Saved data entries
------------------------------

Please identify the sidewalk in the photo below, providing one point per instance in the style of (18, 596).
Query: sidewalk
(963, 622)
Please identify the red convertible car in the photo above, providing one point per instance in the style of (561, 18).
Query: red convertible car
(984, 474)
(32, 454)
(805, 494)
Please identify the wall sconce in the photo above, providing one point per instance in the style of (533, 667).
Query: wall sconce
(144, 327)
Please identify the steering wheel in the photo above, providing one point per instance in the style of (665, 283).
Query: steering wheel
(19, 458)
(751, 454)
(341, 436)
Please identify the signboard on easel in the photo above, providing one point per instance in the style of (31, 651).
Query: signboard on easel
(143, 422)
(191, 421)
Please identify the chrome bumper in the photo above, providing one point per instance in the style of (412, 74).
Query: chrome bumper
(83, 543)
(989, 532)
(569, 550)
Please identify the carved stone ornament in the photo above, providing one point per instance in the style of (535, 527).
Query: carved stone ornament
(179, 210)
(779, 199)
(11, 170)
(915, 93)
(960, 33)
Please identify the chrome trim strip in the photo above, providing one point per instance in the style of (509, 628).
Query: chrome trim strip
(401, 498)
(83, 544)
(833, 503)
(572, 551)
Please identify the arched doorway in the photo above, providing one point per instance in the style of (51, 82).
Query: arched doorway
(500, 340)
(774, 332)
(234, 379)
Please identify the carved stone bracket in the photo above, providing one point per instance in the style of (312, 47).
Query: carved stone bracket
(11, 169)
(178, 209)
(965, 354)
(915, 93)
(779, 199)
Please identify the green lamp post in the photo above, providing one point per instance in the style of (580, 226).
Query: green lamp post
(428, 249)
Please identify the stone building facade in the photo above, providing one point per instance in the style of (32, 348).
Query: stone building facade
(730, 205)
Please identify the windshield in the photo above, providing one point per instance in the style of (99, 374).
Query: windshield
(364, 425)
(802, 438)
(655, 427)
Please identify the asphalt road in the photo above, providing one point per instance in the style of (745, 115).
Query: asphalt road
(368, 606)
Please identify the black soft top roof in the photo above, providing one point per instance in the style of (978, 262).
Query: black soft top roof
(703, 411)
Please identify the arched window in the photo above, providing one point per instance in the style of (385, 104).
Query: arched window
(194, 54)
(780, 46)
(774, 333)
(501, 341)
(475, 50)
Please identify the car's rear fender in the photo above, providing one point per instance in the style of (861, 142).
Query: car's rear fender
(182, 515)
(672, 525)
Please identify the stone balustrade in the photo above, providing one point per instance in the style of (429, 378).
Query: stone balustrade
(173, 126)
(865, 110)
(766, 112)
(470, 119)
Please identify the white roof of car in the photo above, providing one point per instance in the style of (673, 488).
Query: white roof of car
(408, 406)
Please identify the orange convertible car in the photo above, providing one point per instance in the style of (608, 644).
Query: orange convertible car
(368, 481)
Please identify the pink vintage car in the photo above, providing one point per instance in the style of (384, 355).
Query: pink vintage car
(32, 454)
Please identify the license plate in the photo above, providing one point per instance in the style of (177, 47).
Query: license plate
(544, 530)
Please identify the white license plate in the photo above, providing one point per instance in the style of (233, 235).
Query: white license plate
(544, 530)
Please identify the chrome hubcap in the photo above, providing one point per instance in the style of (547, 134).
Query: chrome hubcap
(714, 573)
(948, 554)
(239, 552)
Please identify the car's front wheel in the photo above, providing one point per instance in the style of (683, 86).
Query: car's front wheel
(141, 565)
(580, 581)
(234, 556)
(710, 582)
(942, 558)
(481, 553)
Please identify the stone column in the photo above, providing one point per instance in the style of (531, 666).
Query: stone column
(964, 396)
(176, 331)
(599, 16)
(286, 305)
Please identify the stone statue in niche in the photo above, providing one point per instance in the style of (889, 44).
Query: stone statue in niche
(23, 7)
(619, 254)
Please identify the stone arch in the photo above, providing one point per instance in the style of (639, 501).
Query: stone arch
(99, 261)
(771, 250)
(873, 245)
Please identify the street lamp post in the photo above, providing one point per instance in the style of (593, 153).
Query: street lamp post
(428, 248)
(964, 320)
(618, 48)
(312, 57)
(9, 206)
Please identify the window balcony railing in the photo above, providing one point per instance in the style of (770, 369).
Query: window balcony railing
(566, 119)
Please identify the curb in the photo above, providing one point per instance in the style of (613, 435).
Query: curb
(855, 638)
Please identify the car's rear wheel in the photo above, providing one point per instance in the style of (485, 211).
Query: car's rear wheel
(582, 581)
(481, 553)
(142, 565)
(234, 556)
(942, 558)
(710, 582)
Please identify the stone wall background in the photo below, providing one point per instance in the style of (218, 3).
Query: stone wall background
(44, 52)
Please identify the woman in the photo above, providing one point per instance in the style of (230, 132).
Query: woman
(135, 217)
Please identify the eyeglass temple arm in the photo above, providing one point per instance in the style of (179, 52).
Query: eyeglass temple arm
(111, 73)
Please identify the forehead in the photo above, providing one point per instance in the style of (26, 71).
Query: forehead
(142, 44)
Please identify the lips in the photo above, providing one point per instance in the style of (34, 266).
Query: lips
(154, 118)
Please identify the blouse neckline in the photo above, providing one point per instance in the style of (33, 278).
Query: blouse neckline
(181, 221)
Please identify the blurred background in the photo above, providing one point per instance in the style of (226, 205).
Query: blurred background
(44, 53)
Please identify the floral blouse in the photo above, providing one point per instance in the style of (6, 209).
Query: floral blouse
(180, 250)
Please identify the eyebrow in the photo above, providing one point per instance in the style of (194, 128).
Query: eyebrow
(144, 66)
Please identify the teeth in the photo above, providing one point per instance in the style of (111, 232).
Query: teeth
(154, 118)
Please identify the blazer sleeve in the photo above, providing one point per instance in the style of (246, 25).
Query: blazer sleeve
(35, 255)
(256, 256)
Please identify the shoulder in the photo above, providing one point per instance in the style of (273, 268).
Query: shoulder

------------------------------

Aim of the exercise -> Every line above with the string "shoulder" in it should be copied into the answer.

Written response ->
Please identify the shoulder in the photo above, providing one point per instance in the style of (273, 268).
Query: shoulder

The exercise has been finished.